» УСЛОВИЕ ЗАДАНИЯ
Продублируйте без изменений строки, начиная со строки с «Put one point on every instance of the distant hill» и заканчивая самой последней строкой, обе включительно.

[Подписи точек на объектах]
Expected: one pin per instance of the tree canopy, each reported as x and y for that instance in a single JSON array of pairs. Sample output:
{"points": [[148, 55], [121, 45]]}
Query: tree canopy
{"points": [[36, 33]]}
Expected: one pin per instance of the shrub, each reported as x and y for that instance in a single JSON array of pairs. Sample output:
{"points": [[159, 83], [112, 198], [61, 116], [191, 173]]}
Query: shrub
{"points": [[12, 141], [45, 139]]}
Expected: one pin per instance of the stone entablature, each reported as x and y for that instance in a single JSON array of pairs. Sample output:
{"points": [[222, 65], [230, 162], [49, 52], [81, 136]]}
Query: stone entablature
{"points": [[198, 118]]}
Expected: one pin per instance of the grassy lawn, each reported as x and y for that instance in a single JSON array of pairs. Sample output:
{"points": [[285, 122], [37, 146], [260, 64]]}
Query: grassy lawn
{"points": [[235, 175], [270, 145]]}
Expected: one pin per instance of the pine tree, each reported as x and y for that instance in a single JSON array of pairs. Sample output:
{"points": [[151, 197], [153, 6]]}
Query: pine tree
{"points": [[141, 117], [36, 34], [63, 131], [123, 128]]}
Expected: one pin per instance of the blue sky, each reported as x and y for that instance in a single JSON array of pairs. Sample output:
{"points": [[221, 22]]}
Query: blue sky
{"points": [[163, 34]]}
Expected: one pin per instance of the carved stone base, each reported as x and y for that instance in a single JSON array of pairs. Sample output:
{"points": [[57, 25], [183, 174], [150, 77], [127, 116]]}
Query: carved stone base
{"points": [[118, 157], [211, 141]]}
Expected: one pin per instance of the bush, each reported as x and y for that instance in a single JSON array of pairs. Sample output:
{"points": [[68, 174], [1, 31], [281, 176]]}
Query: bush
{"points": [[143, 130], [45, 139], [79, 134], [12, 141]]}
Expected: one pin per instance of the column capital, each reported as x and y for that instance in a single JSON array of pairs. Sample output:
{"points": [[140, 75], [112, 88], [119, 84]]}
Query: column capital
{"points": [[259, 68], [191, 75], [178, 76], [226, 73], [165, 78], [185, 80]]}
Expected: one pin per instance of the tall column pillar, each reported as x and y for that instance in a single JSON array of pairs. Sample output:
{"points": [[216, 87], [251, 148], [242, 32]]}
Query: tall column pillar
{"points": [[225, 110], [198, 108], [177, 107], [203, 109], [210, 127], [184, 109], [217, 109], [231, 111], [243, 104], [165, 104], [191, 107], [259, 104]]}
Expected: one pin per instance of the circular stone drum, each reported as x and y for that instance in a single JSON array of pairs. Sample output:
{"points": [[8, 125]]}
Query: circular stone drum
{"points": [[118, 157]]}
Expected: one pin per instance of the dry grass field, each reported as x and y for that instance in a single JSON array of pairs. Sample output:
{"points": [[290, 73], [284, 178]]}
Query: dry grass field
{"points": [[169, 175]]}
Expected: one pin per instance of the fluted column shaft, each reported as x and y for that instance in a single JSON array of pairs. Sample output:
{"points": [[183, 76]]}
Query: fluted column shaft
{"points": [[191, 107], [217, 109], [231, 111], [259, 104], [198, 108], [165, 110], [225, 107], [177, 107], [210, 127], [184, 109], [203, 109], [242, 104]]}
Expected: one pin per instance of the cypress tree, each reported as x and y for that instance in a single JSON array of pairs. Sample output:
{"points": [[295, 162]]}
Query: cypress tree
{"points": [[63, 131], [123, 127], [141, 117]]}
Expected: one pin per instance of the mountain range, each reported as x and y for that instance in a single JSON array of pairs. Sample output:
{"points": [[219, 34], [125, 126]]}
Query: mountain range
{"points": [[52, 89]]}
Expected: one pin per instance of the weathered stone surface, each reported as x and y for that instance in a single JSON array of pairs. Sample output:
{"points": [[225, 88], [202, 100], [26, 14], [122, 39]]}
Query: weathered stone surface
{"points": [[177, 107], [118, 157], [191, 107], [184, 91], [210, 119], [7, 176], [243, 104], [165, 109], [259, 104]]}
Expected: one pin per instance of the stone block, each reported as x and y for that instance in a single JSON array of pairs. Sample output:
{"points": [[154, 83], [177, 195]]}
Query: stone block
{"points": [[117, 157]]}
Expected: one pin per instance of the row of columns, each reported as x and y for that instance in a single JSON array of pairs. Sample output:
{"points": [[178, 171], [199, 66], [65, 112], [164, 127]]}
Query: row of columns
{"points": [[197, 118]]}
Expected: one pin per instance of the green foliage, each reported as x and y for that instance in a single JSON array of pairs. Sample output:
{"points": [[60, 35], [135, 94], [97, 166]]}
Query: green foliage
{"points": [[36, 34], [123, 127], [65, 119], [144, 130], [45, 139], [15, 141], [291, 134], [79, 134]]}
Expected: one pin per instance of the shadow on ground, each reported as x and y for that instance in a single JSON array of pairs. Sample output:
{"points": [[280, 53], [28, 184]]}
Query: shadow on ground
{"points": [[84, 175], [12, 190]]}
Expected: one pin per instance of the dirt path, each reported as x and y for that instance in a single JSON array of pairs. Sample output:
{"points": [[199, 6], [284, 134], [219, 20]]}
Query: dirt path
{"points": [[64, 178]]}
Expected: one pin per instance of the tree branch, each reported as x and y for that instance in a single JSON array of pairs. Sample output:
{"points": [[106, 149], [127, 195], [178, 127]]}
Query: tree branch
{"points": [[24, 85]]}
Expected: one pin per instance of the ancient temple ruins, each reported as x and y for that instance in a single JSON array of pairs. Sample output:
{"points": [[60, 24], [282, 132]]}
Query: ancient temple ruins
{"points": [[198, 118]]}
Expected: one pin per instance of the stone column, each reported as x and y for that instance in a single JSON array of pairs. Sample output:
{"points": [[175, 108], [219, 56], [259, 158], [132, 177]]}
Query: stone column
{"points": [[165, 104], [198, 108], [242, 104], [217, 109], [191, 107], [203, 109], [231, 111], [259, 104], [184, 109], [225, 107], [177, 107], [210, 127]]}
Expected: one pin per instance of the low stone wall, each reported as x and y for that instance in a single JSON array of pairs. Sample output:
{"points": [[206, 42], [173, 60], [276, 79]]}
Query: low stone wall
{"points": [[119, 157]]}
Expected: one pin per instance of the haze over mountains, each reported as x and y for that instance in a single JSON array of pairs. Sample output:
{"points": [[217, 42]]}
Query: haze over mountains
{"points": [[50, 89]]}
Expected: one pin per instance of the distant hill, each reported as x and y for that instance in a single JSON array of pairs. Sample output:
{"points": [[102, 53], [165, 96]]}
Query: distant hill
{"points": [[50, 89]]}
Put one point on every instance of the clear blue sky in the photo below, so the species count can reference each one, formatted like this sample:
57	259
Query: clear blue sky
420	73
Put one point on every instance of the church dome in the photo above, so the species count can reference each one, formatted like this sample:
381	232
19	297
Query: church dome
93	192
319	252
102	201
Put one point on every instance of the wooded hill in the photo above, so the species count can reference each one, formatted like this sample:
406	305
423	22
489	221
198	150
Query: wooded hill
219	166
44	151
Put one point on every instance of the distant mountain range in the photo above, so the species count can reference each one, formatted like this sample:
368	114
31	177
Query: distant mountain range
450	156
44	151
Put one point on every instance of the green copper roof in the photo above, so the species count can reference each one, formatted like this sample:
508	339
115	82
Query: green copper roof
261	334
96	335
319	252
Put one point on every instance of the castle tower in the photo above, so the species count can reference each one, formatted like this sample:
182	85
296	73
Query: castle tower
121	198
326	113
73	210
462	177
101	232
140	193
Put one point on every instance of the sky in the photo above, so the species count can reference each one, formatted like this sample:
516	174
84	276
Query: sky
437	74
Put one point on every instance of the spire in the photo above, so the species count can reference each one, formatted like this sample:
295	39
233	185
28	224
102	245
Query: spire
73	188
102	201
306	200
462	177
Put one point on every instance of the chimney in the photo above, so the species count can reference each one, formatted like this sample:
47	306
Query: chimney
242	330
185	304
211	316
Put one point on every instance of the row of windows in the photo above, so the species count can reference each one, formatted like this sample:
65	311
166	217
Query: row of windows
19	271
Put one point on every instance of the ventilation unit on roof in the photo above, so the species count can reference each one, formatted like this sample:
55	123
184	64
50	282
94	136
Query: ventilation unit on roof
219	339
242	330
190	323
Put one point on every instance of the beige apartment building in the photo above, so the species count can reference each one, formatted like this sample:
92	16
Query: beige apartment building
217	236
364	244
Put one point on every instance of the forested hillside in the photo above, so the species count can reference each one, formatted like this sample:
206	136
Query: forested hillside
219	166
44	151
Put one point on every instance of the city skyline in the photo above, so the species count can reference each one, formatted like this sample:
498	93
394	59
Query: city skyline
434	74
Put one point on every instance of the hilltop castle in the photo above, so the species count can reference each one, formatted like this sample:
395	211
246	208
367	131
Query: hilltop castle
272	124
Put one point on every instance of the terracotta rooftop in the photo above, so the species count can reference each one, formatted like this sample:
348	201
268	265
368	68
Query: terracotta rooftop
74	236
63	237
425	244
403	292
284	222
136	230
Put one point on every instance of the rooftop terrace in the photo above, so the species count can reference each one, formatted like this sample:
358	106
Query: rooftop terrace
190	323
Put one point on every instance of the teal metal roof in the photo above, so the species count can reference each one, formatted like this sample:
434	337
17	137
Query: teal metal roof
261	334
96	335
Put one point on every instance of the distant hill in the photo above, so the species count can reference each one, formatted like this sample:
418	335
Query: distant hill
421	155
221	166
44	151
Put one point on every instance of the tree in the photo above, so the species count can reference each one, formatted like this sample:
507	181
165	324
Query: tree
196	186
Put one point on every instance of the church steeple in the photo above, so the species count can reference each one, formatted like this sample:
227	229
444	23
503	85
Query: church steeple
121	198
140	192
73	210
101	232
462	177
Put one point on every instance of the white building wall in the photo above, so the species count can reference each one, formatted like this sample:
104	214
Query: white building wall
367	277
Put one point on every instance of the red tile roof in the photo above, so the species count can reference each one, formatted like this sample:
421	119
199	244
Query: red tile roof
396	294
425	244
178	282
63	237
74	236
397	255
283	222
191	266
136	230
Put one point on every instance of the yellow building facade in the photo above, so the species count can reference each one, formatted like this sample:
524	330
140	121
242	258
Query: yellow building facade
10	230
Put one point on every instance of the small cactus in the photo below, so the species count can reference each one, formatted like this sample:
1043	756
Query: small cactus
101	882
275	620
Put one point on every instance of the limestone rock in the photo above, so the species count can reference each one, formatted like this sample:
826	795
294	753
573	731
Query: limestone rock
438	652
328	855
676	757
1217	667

» РЕЗУЛЬТАТ ЗАДАНИЯ
Put one point on every instance of the distant hill in the photo above, so the species count can reference each one, formatted like this sample:
418	335
Query: distant hill
421	155
221	166
44	151
Put one point on every instance of the tree in the photo above, so the species count can reference each one, formatted like this sample:
507	181
165	324
Query: tree
196	186
Put one point on every instance of the church steeple in the photo above, so the species count can reference each one, formatted like this sample:
227	229
444	23
503	85
Query: church steeple
121	198
140	192
73	210
101	232
462	177
Put one point on every instance of the white building wall in the photo above, so the species count can reference each one, formatted like this sample:
104	214
Query: white building wall
367	277
Put one point on every instance of the red tile roof in the photo above, so the species count can reference each one, formatted like this sample:
421	119
199	244
Query: red tile roof
396	294
425	244
178	282
63	237
74	236
397	255
283	222
191	266
136	230
Put one point on every instance of the yellow building facade in the photo above, so the species count can reference each one, formatted like this sample:
524	330
140	121
242	258
Query: yellow building facade
10	230
Put one point on every instance of the small cactus in the photo below, so the species count can reference each one, formatted like this sample:
1043	756
Query: small cactus
101	882
275	620
Put one point on every instance of the limestone rock in the photo above, so the species count can reference each one, formatted like this sample:
826	795
294	753
573	731
Query: limestone rock
438	652
328	855
676	757
1217	667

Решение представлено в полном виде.